» **EXTRAIT À LIRE**
——————

Portrait

Ma vie d'élève en lycée expérimental : Amine, la grammaire en s’amusant

Élève dans un lycée expérimental 1 - Paris
Amine, 17 ans, est en seconde au "lycée des futurs", l’une classe du Pôle innovant lycéen, à Paris. © Laurent Hazgui/Divergence pour l'Etudiant
Par Propos recueillis par Maria Poblete, publié le 27 juin 2016
1 min

Élève décrocheur au collège, Amine a retrouvé sa motivation et le goût d’apprendre en suivant l’équivalent d’une seconde générale au Pôle innovant lycéen à Paris. La particularité de l'établissement ? Un accompagnement individualisé, entre cours le matin et ateliers l’après-midi.

"J’ai commencé à décrocher en quatrième. J’étais un mauvais élève. Quand j’ai voulu intégrer une seconde générale, section STMG [sciences et technologies du management et de la gestion], on m’a orienté vers un bac professionnel gestion, car je n’avais pas le niveau requis. Rien ne me plaisait, ni les cours, ni l’ambiance, ni les enseignants. Je ne me sentais pas bien. Je perdais pied, j’étais absentéiste. Quand j’allais en classe, je bavardais avec mes potes. Je finissais par avoir des lacunes. C’était le cercle infernal.

J’ai redoublé 2 fois ma seconde. Et le couperet est tombé : je ne passais pas en première. Pire, je n’avais pas d’orientation, j’étais dehors ! C’était le vide dans ma tête. J’avais 16 ans, j’avais passé tout ce temps à l’école pour rien. J’étais mal."

"Seule la motivation compte"

"J’ai découvert le PIL [Pôle innovant lycéen] par un cousin qui y avait étudié. Il m’a dit que c’était différent de ce qu’on voyait d’habitude à l’école, que les gens étaient ouverts, gentils, attentifs. Je confirme ! Pour entrer, il faut juste montrer qu’on est motivé. Ils veulent des élèves volontaires ; c’est une seconde chance, et il faut la saisir ! Je ne veux pas stresser les jeunes qui veulent postuler : ce n’est pas sorcier de montrer sa motivation, ce n’est pas la Coupe du monde !

Au PIL, il y a le choix entre plusieurs classes qu’on appelle 'lycées' : le lycée de la solidarité internationale, le microlycée, la classe de propédeutique, le lycée des futurs. C’est ce dernier que j’ai choisi, parce que cela convenait à mon projet : me remettre à niveau et retrouver le goût des études pour poursuivre."

——————

» **CONSIGNE A**
Reformulez sous forme de liste le paragraphe du portrait qui commence par « Au PIL, il y a le choix », en conservant ses faits principaux.
» **CONSIGNE B**
Relevez, s'il vous plaît, chaque ligne des enregistrements qui contient le mot « shoreline ».

» **Lignes du jeu de données**
——————

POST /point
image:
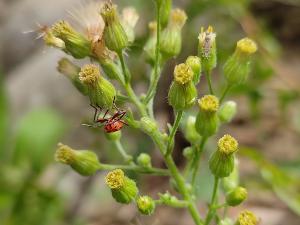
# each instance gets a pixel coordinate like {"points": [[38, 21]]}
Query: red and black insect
{"points": [[111, 124]]}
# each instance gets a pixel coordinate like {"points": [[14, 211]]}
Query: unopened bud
{"points": [[207, 121], [227, 111], [101, 92], [237, 67], [145, 205], [221, 162], [144, 160], [76, 44], [207, 49], [114, 34], [71, 71], [84, 162], [195, 63], [236, 196], [123, 189]]}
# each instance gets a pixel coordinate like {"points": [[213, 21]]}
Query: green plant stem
{"points": [[127, 158], [175, 126], [196, 163], [129, 89], [208, 78], [225, 92], [213, 202], [135, 168], [156, 75]]}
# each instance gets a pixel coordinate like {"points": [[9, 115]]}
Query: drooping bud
{"points": [[114, 34], [182, 93], [123, 189], [227, 111], [195, 63], [207, 121], [151, 43], [246, 217], [170, 45], [145, 205], [76, 44], [84, 162], [207, 49], [144, 160], [71, 71], [101, 92], [237, 67], [128, 21], [221, 162], [236, 196]]}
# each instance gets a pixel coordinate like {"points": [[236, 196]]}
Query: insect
{"points": [[111, 124]]}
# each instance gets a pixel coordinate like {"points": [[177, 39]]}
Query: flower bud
{"points": [[236, 196], [227, 111], [246, 217], [150, 45], [76, 44], [207, 121], [190, 131], [123, 189], [145, 205], [114, 34], [195, 63], [71, 71], [164, 13], [84, 162], [170, 45], [144, 160], [237, 67], [221, 163], [207, 49], [182, 93], [128, 21], [101, 92]]}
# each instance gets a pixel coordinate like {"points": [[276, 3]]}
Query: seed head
{"points": [[209, 103], [115, 179], [183, 73], [227, 144]]}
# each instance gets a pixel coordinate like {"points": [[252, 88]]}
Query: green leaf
{"points": [[39, 132], [285, 186]]}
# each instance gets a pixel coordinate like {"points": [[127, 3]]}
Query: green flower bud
{"points": [[232, 181], [150, 45], [165, 9], [207, 49], [246, 217], [114, 34], [84, 162], [145, 205], [226, 221], [237, 67], [144, 160], [221, 163], [195, 63], [236, 196], [76, 44], [170, 45], [71, 71], [227, 111], [100, 91], [207, 121], [113, 136], [190, 131], [128, 21], [182, 93], [123, 189]]}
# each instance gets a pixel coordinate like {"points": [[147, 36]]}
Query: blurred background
{"points": [[39, 108]]}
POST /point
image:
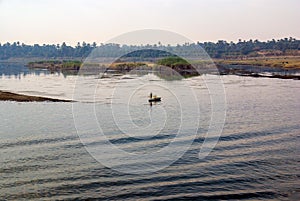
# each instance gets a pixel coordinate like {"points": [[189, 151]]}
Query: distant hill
{"points": [[219, 50]]}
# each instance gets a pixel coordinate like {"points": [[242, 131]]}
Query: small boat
{"points": [[154, 99]]}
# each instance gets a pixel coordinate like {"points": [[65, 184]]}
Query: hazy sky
{"points": [[55, 21]]}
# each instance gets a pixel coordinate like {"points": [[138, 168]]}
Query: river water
{"points": [[44, 157]]}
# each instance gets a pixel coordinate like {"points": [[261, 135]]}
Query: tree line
{"points": [[220, 49]]}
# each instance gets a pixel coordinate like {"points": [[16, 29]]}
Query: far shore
{"points": [[9, 96]]}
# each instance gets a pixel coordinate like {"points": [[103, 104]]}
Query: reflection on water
{"points": [[257, 156]]}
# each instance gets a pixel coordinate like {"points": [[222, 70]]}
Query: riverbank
{"points": [[9, 96], [286, 62]]}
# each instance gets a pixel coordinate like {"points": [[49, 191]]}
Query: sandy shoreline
{"points": [[9, 96]]}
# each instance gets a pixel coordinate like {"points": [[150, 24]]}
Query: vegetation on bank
{"points": [[281, 62], [219, 50]]}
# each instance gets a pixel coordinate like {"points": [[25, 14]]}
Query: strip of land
{"points": [[9, 96], [286, 62]]}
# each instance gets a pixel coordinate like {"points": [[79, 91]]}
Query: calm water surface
{"points": [[256, 158]]}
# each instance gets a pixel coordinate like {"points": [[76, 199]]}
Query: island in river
{"points": [[285, 67]]}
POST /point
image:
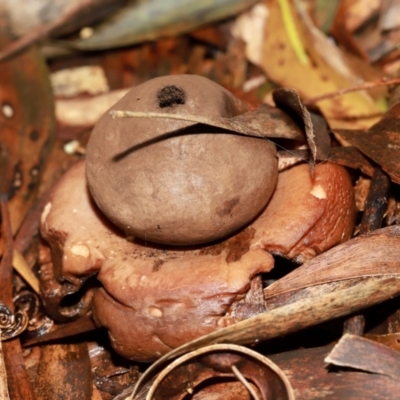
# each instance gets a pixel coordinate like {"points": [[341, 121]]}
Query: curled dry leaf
{"points": [[339, 282], [3, 375], [311, 64], [380, 143], [350, 261], [145, 285], [312, 379], [170, 176], [317, 138], [87, 111], [221, 361]]}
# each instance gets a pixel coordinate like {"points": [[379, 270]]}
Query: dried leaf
{"points": [[352, 158], [4, 395], [351, 260], [292, 317], [64, 373], [324, 69], [381, 146], [366, 355], [18, 381], [224, 360], [318, 139], [264, 122], [312, 380]]}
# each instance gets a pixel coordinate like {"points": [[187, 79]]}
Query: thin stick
{"points": [[199, 119], [22, 267], [356, 88], [242, 379], [4, 395]]}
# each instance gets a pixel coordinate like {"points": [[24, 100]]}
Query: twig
{"points": [[17, 377], [356, 88], [242, 379], [4, 395]]}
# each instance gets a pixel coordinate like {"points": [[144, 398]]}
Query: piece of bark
{"points": [[4, 395], [64, 373], [312, 380], [365, 355], [28, 129], [17, 378], [221, 361]]}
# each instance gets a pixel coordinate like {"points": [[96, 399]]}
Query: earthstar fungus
{"points": [[155, 294]]}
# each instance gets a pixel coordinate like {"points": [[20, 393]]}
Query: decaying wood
{"points": [[4, 395], [221, 361], [339, 282], [27, 129], [374, 210], [313, 379], [17, 378], [365, 355]]}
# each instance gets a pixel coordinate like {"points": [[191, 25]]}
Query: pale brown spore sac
{"points": [[175, 182]]}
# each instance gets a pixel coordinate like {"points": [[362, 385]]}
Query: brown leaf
{"points": [[263, 122], [381, 146], [312, 380], [315, 67], [27, 129], [366, 355], [352, 158], [64, 372], [318, 139], [350, 260], [221, 361]]}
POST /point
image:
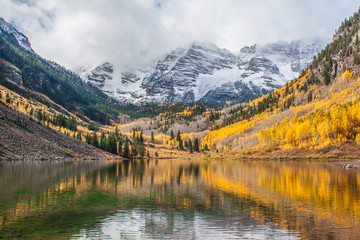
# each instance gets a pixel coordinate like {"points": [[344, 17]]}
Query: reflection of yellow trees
{"points": [[325, 193], [291, 194]]}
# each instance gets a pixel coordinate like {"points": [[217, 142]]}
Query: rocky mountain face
{"points": [[23, 71], [207, 74]]}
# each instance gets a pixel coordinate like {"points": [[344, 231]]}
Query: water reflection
{"points": [[158, 199]]}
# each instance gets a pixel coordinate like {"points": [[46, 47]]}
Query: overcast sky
{"points": [[87, 32]]}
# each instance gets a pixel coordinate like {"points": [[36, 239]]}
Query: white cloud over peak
{"points": [[88, 32]]}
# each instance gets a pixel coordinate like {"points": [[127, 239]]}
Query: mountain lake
{"points": [[179, 199]]}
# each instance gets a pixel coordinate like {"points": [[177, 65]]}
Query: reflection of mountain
{"points": [[306, 198]]}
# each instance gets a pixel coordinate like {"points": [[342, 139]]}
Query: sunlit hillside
{"points": [[318, 109]]}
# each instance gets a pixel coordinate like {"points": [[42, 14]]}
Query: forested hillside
{"points": [[316, 110]]}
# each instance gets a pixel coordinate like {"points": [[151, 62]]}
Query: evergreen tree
{"points": [[102, 143], [120, 151], [196, 145], [190, 146], [141, 138], [178, 136], [152, 137], [181, 147], [206, 148]]}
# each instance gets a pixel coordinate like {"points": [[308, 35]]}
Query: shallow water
{"points": [[179, 199]]}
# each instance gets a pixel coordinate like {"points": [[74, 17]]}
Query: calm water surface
{"points": [[179, 199]]}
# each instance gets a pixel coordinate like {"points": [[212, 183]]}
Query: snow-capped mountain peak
{"points": [[208, 74]]}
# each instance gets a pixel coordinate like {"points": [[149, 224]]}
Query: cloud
{"points": [[87, 32]]}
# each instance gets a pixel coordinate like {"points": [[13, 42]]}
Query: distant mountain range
{"points": [[206, 74]]}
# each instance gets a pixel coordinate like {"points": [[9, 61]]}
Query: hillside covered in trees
{"points": [[317, 111]]}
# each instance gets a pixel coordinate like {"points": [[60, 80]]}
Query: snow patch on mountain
{"points": [[207, 74]]}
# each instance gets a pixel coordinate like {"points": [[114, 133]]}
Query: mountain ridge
{"points": [[206, 74]]}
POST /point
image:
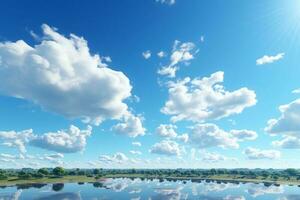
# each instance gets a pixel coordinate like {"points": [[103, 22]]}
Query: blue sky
{"points": [[150, 84]]}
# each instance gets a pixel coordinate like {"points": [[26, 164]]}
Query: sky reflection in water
{"points": [[150, 190]]}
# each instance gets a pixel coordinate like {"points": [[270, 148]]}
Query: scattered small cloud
{"points": [[131, 126], [137, 144], [168, 2], [269, 59], [203, 99], [135, 152], [161, 54], [296, 91], [147, 54], [167, 147], [256, 154]]}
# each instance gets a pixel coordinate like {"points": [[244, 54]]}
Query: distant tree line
{"points": [[28, 173]]}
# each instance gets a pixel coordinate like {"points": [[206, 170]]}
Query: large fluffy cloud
{"points": [[61, 75], [63, 141], [204, 99], [132, 126], [287, 125], [167, 147], [288, 122], [210, 135], [70, 141], [254, 154]]}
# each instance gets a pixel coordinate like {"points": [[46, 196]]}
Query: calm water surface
{"points": [[150, 190]]}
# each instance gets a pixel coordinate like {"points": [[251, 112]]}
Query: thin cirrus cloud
{"points": [[202, 99], [269, 59], [210, 135], [16, 139], [181, 53], [63, 141], [62, 76], [255, 154], [214, 157]]}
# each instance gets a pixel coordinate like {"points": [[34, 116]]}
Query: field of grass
{"points": [[221, 178], [64, 179]]}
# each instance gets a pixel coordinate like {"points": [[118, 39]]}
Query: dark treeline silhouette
{"points": [[272, 174]]}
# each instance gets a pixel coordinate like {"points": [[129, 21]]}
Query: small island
{"points": [[277, 177]]}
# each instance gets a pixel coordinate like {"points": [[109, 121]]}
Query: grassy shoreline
{"points": [[219, 178]]}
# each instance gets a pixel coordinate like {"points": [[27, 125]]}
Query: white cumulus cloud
{"points": [[16, 139], [255, 154], [62, 76], [205, 98], [210, 135], [63, 141], [168, 2], [167, 147], [181, 53], [132, 126], [146, 54], [288, 122], [269, 59]]}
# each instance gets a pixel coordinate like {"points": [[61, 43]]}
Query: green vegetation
{"points": [[61, 175]]}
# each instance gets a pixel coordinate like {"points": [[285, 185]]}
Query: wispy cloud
{"points": [[269, 59]]}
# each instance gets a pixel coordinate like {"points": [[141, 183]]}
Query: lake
{"points": [[150, 190]]}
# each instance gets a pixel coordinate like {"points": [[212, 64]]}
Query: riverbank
{"points": [[216, 178]]}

——————

» **BONNE RÉPONSE A**
- Le PIL propose plusieurs classes appelées « lycées » : le lycée de la solidarité internationale, le microlycée, la classe de propédeutique et le lycée des futurs.
- Amine a choisi le lycée des futurs, qui convenait à son projet : se remettre à niveau et retrouver le goût des études pour poursuivre.

» **BONNE RÉPONSE B**
Query: sandy shoreline
Query: grassy shoreline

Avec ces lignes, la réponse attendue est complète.